*EXTRACTED TEXT:*
## START
Matroska Tags
slhomme@matroska.org
moritz@bunkus.org
dave@dericed.com
art
cellar
This document defines the Matroska tags, namely the tag names and their respective semantic meaning.
Matroska aims to become THE standard of multimedia container formats. It can store timestamped multimedia data but also chapters and tags. The Tag Elements add important metadata to identify and classify the information found in a Matroska Segment. It can tag a whole Segment, separate Track Elements, individual Chapter Elements or Attachment Elements.
While the Matroska tagging framework allows anyone to create their own custom tags, it's important to have a common set of values for interoperability. This document intends to define a set of common tag names used in Matroska.
This document is a work-in-progress specification defining the Matroska file format as part of the IETF Cellar working group. It uses basic elements and concepts already defined in the Matroska specifications defined by this workgroup.
## END
*SUPPLIED DATA:*
## START
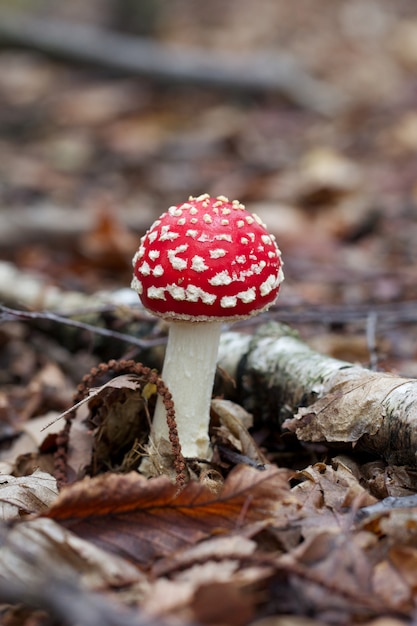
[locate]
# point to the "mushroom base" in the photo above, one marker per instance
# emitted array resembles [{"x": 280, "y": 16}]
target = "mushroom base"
## END
*EXERCISE:*
Using the Matroska tags text above, say whether each statement agrees with it. Answer yes or no for each, and quote the words from the text that decide it.
1. Tags in Matroska can be attached to single chapters.
2. Only a fixed set of official tags may be used in Matroska.
3. The text presents itself as a finished specification.

*TASK SOLUTION:*
1. Yes: "It can tag a whole Segment, separate Track Elements, individual Chapter Elements or Attachment Elements."
2. No: "the Matroska tagging framework allows anyone to create their own custom tags"
3. No: "This document is a work-in-progress specification"